▸ Text to read
• • •
A question for opponents of gay marriage

What, specifically, would be the negative consequences of allowing gays to marry?


No specific poster has been called upon to respond.
No previous wrangle has been referenced.

Anyone with a contribution is welcome. Anyone who has opened this thread to bash other posters, take it to the Pit.

[ /Modding ]

Keith Olbermann’s response to Michael Steele is entertaining and informative.

I’m not a big fan of Olbermann, but that was good.

Here are my thoughts (and please, let’s keep it civil, I don’t personally want to take this to the pit).

For background, I am straight, and married. And I’m not particularly religious, so that really has no bearing on my answer.

I don’t think there would be “negative consequences” for SS couples to be permitted to join into a civil union (or whatever the term is). I just personally don’t think calling it “marriage” makes it any easier to get the results the gay community seeks.

There are a lot of reasons for this, but I think for me it boils down to a word, and the meaning of the word. Marriage (AFAIK) has always been defined, no matter what other terms or obligations are associated with it, to include one man and one woman.

However, if you change the definition of the word “marriage”, what are you changing it to?
Two men, two women, or a man and a woman? OK, but why get stuck on the number two? Could it be a man and two women, two women and a man, three women? Who decides what the dividing line is? Who gets to decide what is right for others, and how they should live their lives? Changing a word like “marriage” is a slippery slope that I don’t think is necessary to go down.

SS couples should have the right to live in this world as they wish, but why does that mean that they can’t be happy if they aren’t “married”? For all practical purposes, they are, but the only difference is that their “Certificate of Marriage” might say “Certificate of Union”. Not a big deal to me, but as I mentioned in another thread (I think in the pit), I’m not emotionally involved with the desire of wanting to be recognized as married, so I can’t speak for SS couples. I wear a ring. That’s about it.

LOL That was pretty good.

The word “marriage” has a great many legal rights and responsibilities associated with it. “Civil Union” doesn’t have those.

But it hasn’t been. To point out the obvious example, even today in other countries polygamous marriages are perfectly legal.

Because that’s how the present system is set up. Anything involving more people would require new law to deal with the complications; single sex marriage doesn’t involve anything but removing the exclusion of single sex couples.

The problem is that they WON’T have the same benefits as a real marriage. That’s the whole point of creating a ghetto version of marriage in the first place. Separate but equal is never equal.

To be fair, that’s just about the financial effects of gay weddings, not gay marriages. Presumably, there’s a considerable backlog right now of gays waiting to be married as soon as it’s recognized, so there would be a large number of weddings in the year or so immediately following legal recognition. Once the backlog has filtered through the system, though, the number of economically-stimulative gay weddings would diminish to some much lower equilibrium figure, while the number of supposedly burdensome gay marriages would remain roughly constant.

Which still doesn’t change the fact that Steele’s argument is idiotic. First, it’s an argument not against gay marriage, but against any marriage at all: Straight marriages cost those small-business owners money, too, after all. Second, since when is costing some businessmen some money a valid reason to not recognize the rights of people?

Hey, if you think Gay Weddings are going to be a big business just think of all the legal fees that Gay Divorces will generate!
• • •
▸ Extracted information

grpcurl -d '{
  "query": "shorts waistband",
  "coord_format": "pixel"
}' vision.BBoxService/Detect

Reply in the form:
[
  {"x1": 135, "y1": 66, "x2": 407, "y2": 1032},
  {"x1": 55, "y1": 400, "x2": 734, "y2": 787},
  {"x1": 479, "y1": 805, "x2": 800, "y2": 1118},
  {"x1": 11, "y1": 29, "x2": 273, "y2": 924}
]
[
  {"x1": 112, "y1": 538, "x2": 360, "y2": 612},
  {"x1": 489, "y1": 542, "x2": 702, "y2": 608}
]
• • •
▸ Required work
1 – Can you reproduce the rows above word for word?
2 – Can you resume the forum thread on gay marriage, adding the next post after the last one shown?

▸ Results of the exercise
1 –
grpcurl -d '{
  "query": "shorts waistband",
  "coord_format": "pixel"
}' vision.BBoxService/Detect

Reply in the form:
[
  {"x1": 135, "y1": 66, "x2": 407, "y2": 1032},
  {"x1": 55, "y1": 400, "x2": 734, "y2": 787},
  {"x1": 479, "y1": 805, "x2": 800, "y2": 1118},
  {"x1": 11, "y1": 29, "x2": 273, "y2": 924}
]
[
  {"x1": 112, "y1": 538, "x2": 360, "y2": 612},
  {"x1": 489, "y1": 542, "x2": 702, "y2": 608}
]

2 –
Wow. Is there no end to the foolishness.

It’s too late for it to be easy. What we’re hoping for is equal rights for fellow human beings.

Except that’s not true if you really examine history.

We’ve already changed it and there’s no evidence there’s any slippery slope. That’s an irrational fear with no basis in reality.

I wonder why now that SSM is in the forefront of discussion it becomes about gender now. I always looked at marriage as a level of love and commitment between two people and frankly can’t see any gender difference when it comes to the most essential part of marriage. It seems pretty clear to me that over the last several decades our society has diluted the meaning of marriage without SSM being involved. I suspect in a fairly short time we’ll see the same lack of commitment in SSM as we do in hetero as SS divorce rates are calculated. Still, there’s no logical reason to deny our gay citizens equal rights.

That is stunning!

But a devil’s advocate might point out that all those billions spent on same-sex weddings would be draining money that gay people are now spending on other things. Wealth would not be created, merely reapportioned.

That’s what a devil’s advocate might say, not me.

But don’t you think those of us who are actually in the gay community should get to decide what results we are seeking?

If they don’t, they should. I should ask, what are [civil unions] missing?

Perhaps, but they are not legal here. And that’s what I’m using as a reference point.

But that’s my point. Any change will involve some tweaking of the language. And a polygamist will feel they have the same moral high ground to stand on that you do right now.

This is something I don’t understand, so could you help me? I have a SS couple a few doors down from me. Very nice people. Don’t know or care if they are living together, sharing a life, or have a civil union. I just like their company. Assuming for the moment that they have been through a ceremony at some point, wouldn’t it be the same as me and my wife, sitting across from the barbeque? I honestly don’t get the Jim Crow, dirty water fountain visuals. This, to me, isn’t an issue.

Well, yes and no. If it involves changing the laws in the land, then the gay community has the right to bring it up for a healthy debate, which is what I believe they’ve done. If they refuse to budge and say it’s to be called “marriage” or they don’t accept it, then they will have to be prepared to have the issue die a cold death.

Originally that wasn’t your reference point: your reference point was, and I quote, “Marriage (AFAIK) has always been defined, no matter what other terms or obligations are associated with it, to include one man and one woman.”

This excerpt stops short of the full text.